*What the exercise asks*: Without the pictures, write the listing out again exactly as it appears.

*Supplied records*:
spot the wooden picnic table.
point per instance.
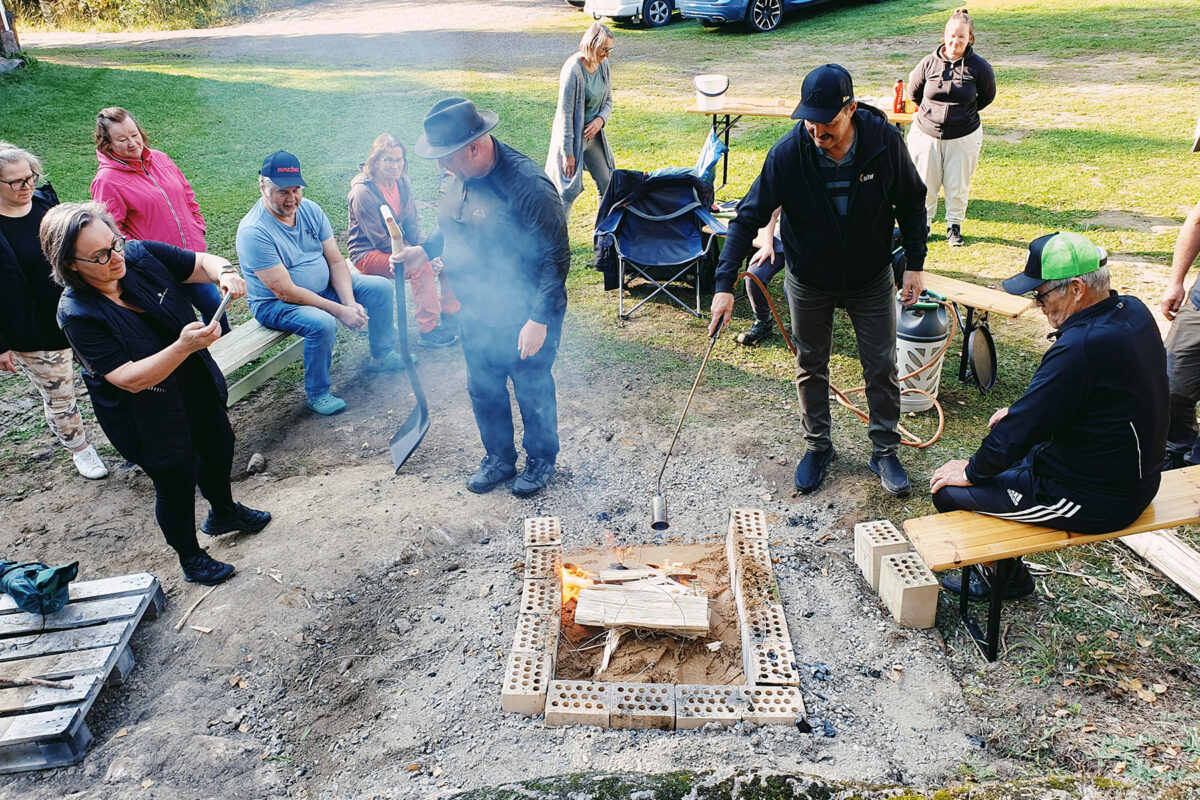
(735, 108)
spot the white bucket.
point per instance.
(711, 91)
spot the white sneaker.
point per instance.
(89, 463)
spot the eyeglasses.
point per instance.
(106, 254)
(31, 181)
(1039, 298)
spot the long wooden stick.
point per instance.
(35, 681)
(184, 618)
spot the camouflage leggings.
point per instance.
(52, 372)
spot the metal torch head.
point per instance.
(659, 512)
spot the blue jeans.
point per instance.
(319, 328)
(205, 298)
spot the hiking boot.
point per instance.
(438, 337)
(246, 521)
(892, 474)
(813, 468)
(204, 569)
(1020, 584)
(492, 470)
(534, 479)
(327, 404)
(89, 463)
(761, 330)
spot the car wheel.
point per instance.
(765, 14)
(657, 13)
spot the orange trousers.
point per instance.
(424, 283)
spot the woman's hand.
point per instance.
(197, 336)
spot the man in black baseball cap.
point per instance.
(1083, 449)
(502, 235)
(841, 176)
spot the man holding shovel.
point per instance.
(502, 235)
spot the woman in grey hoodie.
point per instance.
(951, 86)
(585, 102)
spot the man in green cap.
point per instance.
(1083, 449)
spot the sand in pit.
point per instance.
(648, 657)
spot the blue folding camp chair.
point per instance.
(652, 227)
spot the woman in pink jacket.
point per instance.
(149, 197)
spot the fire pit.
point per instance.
(669, 637)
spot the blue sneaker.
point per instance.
(327, 404)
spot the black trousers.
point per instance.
(490, 350)
(208, 469)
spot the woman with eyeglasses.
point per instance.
(383, 180)
(149, 197)
(585, 101)
(155, 389)
(951, 86)
(30, 340)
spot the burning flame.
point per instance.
(574, 582)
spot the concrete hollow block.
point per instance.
(873, 541)
(910, 590)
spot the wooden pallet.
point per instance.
(88, 644)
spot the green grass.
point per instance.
(1090, 132)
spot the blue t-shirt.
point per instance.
(263, 242)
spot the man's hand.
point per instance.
(592, 128)
(197, 336)
(1171, 301)
(533, 336)
(412, 257)
(723, 310)
(952, 473)
(353, 316)
(232, 283)
(911, 287)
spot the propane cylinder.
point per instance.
(922, 329)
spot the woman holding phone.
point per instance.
(155, 389)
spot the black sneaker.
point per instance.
(204, 569)
(1020, 584)
(491, 471)
(243, 519)
(534, 479)
(813, 468)
(892, 474)
(438, 337)
(761, 330)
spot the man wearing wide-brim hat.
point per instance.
(502, 235)
(1083, 449)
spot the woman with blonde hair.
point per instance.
(951, 86)
(383, 180)
(30, 340)
(585, 102)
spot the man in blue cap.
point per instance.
(502, 235)
(1083, 449)
(298, 281)
(843, 178)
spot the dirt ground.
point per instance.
(360, 648)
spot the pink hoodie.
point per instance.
(150, 199)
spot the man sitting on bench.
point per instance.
(1083, 449)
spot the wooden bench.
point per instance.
(964, 539)
(244, 344)
(978, 301)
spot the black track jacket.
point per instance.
(825, 251)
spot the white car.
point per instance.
(652, 13)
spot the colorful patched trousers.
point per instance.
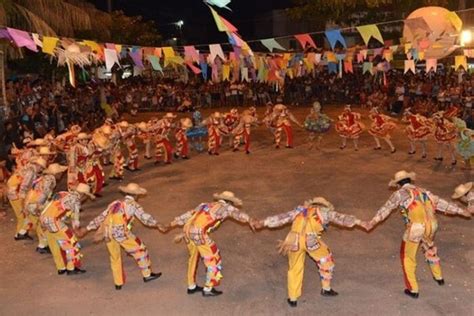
(135, 248)
(408, 251)
(323, 258)
(65, 249)
(212, 260)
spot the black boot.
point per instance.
(212, 292)
(411, 294)
(153, 276)
(329, 292)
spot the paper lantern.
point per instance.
(436, 33)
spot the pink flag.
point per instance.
(22, 39)
(304, 40)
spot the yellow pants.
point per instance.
(65, 249)
(212, 261)
(323, 258)
(30, 223)
(17, 206)
(133, 247)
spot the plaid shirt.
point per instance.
(327, 216)
(130, 208)
(402, 199)
(224, 211)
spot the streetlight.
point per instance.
(466, 37)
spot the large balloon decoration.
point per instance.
(433, 30)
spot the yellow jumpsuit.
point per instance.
(418, 208)
(18, 185)
(33, 205)
(61, 239)
(308, 224)
(116, 223)
(198, 223)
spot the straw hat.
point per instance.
(76, 129)
(83, 136)
(84, 189)
(123, 124)
(169, 115)
(142, 126)
(133, 188)
(228, 196)
(401, 175)
(319, 201)
(40, 162)
(55, 168)
(186, 123)
(461, 190)
(44, 150)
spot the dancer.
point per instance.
(114, 226)
(308, 222)
(381, 127)
(316, 123)
(418, 210)
(465, 193)
(182, 146)
(417, 131)
(198, 223)
(18, 186)
(61, 239)
(35, 200)
(445, 134)
(349, 126)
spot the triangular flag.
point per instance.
(304, 40)
(215, 50)
(271, 44)
(49, 44)
(431, 63)
(368, 31)
(111, 58)
(335, 36)
(409, 66)
(22, 39)
(460, 61)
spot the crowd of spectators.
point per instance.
(38, 106)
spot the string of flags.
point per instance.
(242, 63)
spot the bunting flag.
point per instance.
(368, 31)
(304, 40)
(431, 63)
(22, 39)
(460, 61)
(455, 20)
(348, 67)
(335, 36)
(409, 66)
(136, 55)
(215, 50)
(222, 24)
(194, 69)
(111, 58)
(191, 54)
(155, 63)
(219, 3)
(368, 67)
(271, 44)
(49, 44)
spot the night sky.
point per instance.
(199, 25)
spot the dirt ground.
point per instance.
(368, 275)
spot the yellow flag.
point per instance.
(460, 61)
(49, 44)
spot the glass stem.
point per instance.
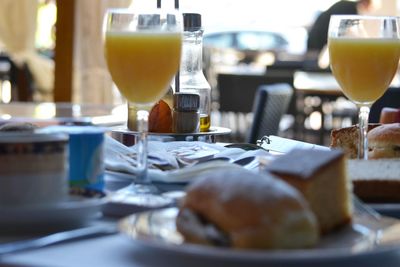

*Solution for this exercise*:
spot the wooden picnic table.
point per instance.
(735, 108)
spot the white bucket.
point per instance.
(711, 91)
spot the white sneaker.
point per instance.
(89, 463)
spot the eyeglasses.
point per instance.
(106, 254)
(31, 181)
(1039, 298)
spot the long wooden stick.
point per instance.
(35, 681)
(184, 618)
spot the camouflage leggings.
point per instance.
(52, 372)
spot the metal torch head.
point per instance.
(659, 512)
spot the blue jeans.
point per instance.
(319, 328)
(205, 298)
spot the hiking boot.
point per instance.
(438, 337)
(246, 521)
(892, 474)
(813, 468)
(204, 569)
(1020, 584)
(492, 470)
(534, 479)
(327, 404)
(89, 463)
(761, 330)
spot the car wheel.
point per instance.
(765, 14)
(657, 13)
spot the orange trousers.
point per instance.
(424, 283)
spot the woman's hand.
point per instance.
(197, 336)
spot the man in black baseball cap.
point per instance.
(1083, 449)
(502, 235)
(841, 176)
spot the man holding shovel.
point per instance.
(502, 235)
spot the woman in grey hoodie.
point per instance.
(951, 86)
(585, 102)
spot the man in green cap.
point per instance.
(1083, 449)
spot the sand in pit.
point per instance.
(648, 657)
spot the blue folding camp chair.
point per instance.
(652, 227)
spot the woman in pink jacket.
point per instance.
(149, 197)
spot the fire pit.
point per instance.
(669, 637)
spot the blue sneaker.
point per instance.
(327, 404)
spot the black trousers.
point per instance.
(490, 350)
(208, 469)
spot the woman with eyeglasses.
point per instance.
(383, 180)
(149, 197)
(585, 101)
(155, 389)
(951, 86)
(30, 340)
spot the burning flame.
point per instance.
(574, 582)
spot the concrete hollow block.
point per instance.
(873, 541)
(910, 590)
spot the wooden pallet.
point per instance.
(88, 644)
spot the green grass.
point per instance.
(1090, 132)
spot the blue t-shirt.
point per instance.
(263, 242)
spot the man's hand.
point per instance.
(592, 128)
(197, 336)
(1171, 301)
(533, 336)
(412, 257)
(723, 310)
(952, 473)
(353, 316)
(232, 283)
(911, 287)
spot the propane cylinder.
point per instance.
(922, 329)
spot the woman holding phone.
point per instance.
(155, 389)
spot the black sneaker.
point per instance.
(204, 569)
(1020, 584)
(491, 471)
(243, 519)
(534, 479)
(813, 468)
(892, 474)
(438, 337)
(761, 330)
spot the man wearing wide-brim hat.
point per instance.
(502, 235)
(1083, 449)
spot the woman with blonde hair.
point per instance.
(951, 86)
(383, 180)
(30, 340)
(585, 102)
spot the man in blue cap.
point per instance.
(502, 235)
(1083, 449)
(298, 281)
(843, 178)
spot the dirt ground.
point per instance.
(360, 648)
spot the pink hoodie.
point per instance.
(150, 199)
spot the man sitting on bench.
point per instance.
(1083, 449)
spot the wooden bench.
point per instance.
(964, 539)
(244, 344)
(978, 301)
spot the black track jacket.
point per instance.
(825, 251)
spot the white car.
point per instance.
(652, 13)
spot the colorful patched trousers.
point per instance.
(135, 248)
(408, 251)
(323, 258)
(65, 249)
(212, 260)
spot the black boot.
point per instance.
(212, 292)
(411, 294)
(153, 276)
(329, 292)
spot the paper lantern.
point per instance.
(436, 33)
spot the pink flag.
point per instance.
(22, 39)
(304, 40)
spot the yellow pants.
point per instance.
(65, 249)
(212, 261)
(323, 258)
(30, 223)
(17, 206)
(133, 247)
spot the plaid shirt.
point per instance.
(327, 216)
(130, 208)
(402, 199)
(224, 211)
spot the streetlight.
point per instance.
(466, 37)
spot the large balloon decoration.
point per instance.
(433, 30)
spot the yellow jumpsuit.
point per instance.
(418, 208)
(18, 185)
(33, 205)
(61, 239)
(308, 224)
(116, 223)
(198, 223)
spot the straw hat.
point per instance.
(76, 129)
(83, 136)
(84, 189)
(123, 124)
(169, 115)
(142, 126)
(133, 188)
(228, 196)
(401, 175)
(319, 201)
(40, 162)
(55, 168)
(186, 123)
(461, 190)
(44, 150)
spot the dancer.
point per instance.
(114, 226)
(308, 222)
(381, 127)
(316, 123)
(418, 210)
(465, 193)
(182, 146)
(417, 131)
(198, 223)
(18, 186)
(61, 239)
(35, 200)
(445, 134)
(349, 126)
spot the triangular flag.
point per instance.
(304, 40)
(215, 50)
(271, 44)
(49, 44)
(431, 63)
(368, 31)
(111, 58)
(335, 36)
(409, 66)
(22, 39)
(460, 61)
spot the crowd of spectators.
point per instance.
(38, 106)
spot the string of flags.
point per instance.
(242, 63)
spot the bunting flag.
point per instance.
(368, 31)
(304, 40)
(431, 63)
(22, 39)
(460, 61)
(455, 20)
(348, 67)
(335, 36)
(409, 66)
(136, 55)
(215, 50)
(222, 24)
(194, 69)
(111, 58)
(191, 54)
(155, 63)
(219, 3)
(368, 67)
(271, 44)
(49, 44)
spot the night sky.
point per instance.
(199, 25)
spot the dirt ground.
point per instance.
(368, 275)
spot the yellow flag.
point per instance.
(460, 61)
(49, 44)
spot the glass stem.
point per instance.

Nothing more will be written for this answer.